— EXERCISE DETAILS —
Reproduce the records verbatim, starting from their first line and continuing through the line containing "box: [117, 85, 557, 388]", with both ends included.

— DATA SHOWN —
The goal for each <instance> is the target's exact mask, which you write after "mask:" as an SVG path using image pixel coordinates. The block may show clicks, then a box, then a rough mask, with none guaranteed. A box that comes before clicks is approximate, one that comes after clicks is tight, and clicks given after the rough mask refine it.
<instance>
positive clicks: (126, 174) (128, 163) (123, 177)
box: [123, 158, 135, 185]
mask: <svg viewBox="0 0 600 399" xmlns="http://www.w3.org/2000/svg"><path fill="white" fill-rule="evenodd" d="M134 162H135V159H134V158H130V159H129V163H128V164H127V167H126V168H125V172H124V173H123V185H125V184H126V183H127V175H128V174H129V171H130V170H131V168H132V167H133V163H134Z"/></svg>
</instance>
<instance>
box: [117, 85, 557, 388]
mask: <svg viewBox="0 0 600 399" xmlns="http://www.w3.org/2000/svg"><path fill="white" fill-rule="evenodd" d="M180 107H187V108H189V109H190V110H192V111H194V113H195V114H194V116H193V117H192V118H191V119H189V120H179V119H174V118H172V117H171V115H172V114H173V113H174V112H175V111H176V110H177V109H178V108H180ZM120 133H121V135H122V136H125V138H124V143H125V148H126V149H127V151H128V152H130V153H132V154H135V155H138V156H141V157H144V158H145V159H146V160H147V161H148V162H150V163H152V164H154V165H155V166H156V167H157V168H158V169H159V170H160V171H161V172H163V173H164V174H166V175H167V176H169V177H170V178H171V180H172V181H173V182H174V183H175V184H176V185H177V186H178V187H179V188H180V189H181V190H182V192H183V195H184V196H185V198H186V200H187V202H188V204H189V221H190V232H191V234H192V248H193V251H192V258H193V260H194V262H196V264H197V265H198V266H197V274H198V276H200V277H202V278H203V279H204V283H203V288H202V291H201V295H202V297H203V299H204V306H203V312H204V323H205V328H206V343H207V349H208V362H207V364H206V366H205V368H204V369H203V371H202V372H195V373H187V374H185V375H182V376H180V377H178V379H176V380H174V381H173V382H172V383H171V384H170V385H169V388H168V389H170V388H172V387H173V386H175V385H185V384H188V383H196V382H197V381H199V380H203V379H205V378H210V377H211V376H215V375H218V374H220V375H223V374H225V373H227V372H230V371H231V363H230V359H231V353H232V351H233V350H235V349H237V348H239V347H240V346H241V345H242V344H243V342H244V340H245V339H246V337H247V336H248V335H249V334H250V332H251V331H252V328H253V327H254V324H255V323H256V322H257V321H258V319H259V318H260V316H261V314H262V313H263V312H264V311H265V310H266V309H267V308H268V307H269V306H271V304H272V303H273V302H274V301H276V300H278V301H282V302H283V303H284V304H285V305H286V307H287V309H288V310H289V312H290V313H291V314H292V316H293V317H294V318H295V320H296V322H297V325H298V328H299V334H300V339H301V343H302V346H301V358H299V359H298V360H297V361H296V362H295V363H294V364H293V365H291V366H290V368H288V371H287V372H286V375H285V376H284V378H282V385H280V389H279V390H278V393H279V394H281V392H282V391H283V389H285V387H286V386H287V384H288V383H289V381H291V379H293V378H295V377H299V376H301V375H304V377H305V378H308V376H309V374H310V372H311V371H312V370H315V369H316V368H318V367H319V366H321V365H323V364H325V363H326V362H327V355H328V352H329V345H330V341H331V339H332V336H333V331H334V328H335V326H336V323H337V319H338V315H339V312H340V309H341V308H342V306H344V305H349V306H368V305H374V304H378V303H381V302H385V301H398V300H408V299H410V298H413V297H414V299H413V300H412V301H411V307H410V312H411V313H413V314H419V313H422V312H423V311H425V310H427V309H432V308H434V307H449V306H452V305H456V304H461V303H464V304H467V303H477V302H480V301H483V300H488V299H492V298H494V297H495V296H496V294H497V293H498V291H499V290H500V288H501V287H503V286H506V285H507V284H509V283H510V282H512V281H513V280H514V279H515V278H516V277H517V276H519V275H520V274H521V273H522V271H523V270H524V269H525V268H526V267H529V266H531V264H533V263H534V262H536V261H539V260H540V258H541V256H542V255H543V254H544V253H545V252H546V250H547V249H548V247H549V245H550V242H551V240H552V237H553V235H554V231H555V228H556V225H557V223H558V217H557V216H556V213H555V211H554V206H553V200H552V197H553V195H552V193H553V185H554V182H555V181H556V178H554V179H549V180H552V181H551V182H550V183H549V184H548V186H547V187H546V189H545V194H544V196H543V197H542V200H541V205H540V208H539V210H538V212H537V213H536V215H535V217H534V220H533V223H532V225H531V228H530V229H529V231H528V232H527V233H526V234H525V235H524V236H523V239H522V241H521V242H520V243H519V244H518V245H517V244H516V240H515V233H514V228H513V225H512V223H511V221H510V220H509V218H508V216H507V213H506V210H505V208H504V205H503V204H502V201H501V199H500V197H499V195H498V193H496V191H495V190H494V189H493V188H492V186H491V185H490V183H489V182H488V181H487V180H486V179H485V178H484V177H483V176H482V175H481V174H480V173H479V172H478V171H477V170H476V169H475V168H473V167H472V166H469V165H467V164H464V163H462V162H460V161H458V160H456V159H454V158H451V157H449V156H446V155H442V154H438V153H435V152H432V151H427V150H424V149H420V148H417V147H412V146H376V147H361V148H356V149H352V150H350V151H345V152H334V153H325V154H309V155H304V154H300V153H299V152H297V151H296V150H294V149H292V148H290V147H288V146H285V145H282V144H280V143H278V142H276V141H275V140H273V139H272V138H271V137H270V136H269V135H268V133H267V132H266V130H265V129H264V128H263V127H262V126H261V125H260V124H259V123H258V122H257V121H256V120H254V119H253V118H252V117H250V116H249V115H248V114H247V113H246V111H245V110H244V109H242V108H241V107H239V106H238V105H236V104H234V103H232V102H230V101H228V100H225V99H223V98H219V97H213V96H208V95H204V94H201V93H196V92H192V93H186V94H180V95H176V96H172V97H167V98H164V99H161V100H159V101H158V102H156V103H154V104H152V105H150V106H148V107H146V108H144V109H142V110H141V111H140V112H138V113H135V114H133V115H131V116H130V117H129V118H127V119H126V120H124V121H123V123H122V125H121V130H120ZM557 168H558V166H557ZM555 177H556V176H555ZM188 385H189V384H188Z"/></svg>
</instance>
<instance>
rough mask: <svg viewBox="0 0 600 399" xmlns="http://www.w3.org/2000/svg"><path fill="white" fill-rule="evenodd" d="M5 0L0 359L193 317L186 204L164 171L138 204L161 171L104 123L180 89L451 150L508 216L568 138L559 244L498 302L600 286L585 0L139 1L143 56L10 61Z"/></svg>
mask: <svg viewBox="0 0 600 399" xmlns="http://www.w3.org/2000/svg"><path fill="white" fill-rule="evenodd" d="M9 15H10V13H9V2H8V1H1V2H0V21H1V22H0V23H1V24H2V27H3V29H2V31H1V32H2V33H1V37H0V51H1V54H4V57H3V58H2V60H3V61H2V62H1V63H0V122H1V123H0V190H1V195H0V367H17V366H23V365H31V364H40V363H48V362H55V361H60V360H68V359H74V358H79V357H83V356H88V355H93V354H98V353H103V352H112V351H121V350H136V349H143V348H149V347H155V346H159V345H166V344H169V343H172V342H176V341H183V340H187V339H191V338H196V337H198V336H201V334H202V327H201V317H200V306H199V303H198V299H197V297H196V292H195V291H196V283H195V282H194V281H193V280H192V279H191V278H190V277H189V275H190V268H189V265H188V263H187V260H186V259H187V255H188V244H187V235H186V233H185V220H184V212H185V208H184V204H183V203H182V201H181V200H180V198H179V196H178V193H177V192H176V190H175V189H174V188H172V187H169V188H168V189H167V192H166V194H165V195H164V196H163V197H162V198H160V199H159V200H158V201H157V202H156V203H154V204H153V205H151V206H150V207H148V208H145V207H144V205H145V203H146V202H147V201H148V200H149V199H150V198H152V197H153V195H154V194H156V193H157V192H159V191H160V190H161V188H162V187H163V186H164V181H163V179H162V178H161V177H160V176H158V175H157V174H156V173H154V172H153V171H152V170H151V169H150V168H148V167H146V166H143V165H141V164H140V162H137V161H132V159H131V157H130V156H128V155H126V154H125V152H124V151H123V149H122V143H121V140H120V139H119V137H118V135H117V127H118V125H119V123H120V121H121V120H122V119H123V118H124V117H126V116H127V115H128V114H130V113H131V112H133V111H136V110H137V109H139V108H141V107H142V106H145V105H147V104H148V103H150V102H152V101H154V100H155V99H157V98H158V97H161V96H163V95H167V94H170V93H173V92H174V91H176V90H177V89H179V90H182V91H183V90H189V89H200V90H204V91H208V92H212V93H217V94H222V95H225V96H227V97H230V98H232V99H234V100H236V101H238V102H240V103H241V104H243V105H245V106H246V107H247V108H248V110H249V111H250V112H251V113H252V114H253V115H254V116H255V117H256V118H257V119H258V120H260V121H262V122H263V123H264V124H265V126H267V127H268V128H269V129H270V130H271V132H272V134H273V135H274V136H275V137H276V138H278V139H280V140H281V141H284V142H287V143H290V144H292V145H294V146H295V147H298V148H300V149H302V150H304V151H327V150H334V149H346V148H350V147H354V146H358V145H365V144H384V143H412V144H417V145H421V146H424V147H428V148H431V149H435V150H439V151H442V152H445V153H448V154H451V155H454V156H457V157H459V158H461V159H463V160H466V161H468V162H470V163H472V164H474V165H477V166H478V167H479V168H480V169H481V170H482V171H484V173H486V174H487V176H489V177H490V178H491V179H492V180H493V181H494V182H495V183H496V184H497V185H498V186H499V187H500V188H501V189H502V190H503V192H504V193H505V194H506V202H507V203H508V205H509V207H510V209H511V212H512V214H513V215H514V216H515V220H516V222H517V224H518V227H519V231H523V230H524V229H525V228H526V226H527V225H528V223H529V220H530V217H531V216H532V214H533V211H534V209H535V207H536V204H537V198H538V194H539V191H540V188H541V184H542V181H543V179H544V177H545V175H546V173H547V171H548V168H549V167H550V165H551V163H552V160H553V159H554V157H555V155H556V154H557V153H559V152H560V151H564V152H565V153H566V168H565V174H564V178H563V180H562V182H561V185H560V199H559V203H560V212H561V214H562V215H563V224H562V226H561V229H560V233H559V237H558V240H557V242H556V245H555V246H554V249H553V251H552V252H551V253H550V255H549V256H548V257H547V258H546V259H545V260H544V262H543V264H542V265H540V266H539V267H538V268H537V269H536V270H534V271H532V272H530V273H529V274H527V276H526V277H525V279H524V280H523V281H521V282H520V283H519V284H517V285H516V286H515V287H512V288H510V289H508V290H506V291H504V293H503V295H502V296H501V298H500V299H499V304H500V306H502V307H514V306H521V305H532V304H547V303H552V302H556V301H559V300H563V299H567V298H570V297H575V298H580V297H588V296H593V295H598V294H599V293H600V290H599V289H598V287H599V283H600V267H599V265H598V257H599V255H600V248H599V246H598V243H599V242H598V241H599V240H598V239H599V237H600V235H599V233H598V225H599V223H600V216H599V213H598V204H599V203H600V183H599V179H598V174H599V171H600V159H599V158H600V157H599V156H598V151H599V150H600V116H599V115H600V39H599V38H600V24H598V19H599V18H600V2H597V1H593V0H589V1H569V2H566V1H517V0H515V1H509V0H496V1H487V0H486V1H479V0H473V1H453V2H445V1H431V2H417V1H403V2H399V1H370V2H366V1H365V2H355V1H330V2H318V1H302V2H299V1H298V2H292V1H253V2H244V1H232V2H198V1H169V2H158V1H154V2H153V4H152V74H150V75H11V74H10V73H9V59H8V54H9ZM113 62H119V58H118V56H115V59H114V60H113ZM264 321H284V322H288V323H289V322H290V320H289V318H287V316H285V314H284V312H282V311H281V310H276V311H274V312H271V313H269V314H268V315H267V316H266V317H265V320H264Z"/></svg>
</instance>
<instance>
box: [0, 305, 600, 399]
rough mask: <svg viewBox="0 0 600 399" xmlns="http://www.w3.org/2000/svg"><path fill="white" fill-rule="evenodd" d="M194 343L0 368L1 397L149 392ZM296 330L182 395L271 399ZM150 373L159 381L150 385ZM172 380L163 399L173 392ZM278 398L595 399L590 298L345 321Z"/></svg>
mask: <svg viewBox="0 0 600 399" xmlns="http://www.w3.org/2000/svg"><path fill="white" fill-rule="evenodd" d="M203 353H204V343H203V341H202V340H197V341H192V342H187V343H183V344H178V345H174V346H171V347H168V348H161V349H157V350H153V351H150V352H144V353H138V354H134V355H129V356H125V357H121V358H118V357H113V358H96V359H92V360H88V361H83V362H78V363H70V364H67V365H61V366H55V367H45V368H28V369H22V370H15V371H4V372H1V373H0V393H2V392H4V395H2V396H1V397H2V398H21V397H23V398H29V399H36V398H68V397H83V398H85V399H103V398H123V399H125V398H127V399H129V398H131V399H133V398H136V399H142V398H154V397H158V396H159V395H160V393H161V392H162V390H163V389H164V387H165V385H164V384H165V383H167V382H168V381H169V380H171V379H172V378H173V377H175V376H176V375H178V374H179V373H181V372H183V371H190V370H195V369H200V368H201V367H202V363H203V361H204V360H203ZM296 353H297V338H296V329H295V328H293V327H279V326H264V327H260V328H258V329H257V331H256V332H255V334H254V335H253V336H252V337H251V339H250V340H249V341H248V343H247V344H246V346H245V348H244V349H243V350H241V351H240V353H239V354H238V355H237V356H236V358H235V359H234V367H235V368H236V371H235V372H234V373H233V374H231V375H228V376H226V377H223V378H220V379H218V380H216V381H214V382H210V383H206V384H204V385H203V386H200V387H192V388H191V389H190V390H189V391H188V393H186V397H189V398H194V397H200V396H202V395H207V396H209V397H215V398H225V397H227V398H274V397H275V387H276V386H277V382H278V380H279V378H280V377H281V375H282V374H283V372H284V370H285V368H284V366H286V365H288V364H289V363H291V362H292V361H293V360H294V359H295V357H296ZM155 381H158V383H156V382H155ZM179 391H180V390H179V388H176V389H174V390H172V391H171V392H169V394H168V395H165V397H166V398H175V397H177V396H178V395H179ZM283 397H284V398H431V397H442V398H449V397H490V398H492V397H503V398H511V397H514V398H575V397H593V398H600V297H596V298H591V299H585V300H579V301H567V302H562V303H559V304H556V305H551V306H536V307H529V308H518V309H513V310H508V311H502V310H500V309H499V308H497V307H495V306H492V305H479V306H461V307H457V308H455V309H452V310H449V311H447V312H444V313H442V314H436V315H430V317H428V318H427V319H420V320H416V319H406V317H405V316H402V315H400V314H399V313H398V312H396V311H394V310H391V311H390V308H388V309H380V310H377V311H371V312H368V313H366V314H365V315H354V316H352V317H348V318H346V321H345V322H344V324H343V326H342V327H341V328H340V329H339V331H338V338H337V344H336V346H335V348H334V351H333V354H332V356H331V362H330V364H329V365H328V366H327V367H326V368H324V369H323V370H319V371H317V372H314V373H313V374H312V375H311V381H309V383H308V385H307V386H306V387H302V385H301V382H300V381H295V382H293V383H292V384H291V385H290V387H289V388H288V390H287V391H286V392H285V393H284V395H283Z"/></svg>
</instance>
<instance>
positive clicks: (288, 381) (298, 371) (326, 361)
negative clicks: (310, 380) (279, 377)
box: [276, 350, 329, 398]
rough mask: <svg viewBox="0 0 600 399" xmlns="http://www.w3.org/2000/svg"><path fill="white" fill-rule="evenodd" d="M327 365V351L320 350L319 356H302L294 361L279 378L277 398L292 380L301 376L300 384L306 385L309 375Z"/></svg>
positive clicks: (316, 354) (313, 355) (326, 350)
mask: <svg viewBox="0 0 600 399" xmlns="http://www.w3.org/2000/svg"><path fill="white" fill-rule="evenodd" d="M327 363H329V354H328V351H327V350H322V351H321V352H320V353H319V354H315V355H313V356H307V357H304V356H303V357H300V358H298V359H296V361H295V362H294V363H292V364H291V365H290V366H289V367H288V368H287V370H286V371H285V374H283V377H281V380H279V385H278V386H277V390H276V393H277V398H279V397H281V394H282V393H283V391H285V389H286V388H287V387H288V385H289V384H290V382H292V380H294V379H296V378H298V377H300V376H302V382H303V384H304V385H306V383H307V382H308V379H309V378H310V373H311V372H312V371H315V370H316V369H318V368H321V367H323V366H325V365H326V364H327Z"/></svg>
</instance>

— SOLUTION BELOW —
The goal for each <instance> is the target's exact mask, which you write after "mask:" as an SVG path using image pixel coordinates. The block may show clicks, then a box, then a rough mask, with none guaranteed. A box that comes before clicks is approximate, one that comes after clicks is tight, and clicks given after the rough mask refine it.
<instance>
positive clicks: (126, 174) (128, 163) (123, 177)
box: [123, 158, 135, 185]
mask: <svg viewBox="0 0 600 399" xmlns="http://www.w3.org/2000/svg"><path fill="white" fill-rule="evenodd" d="M134 162H135V159H134V158H130V159H129V163H128V164H127V167H126V168H125V172H124V173H123V185H125V184H126V183H127V175H128V174H129V171H130V170H131V168H132V167H133V163H134Z"/></svg>
</instance>
<instance>
box: [117, 85, 557, 388]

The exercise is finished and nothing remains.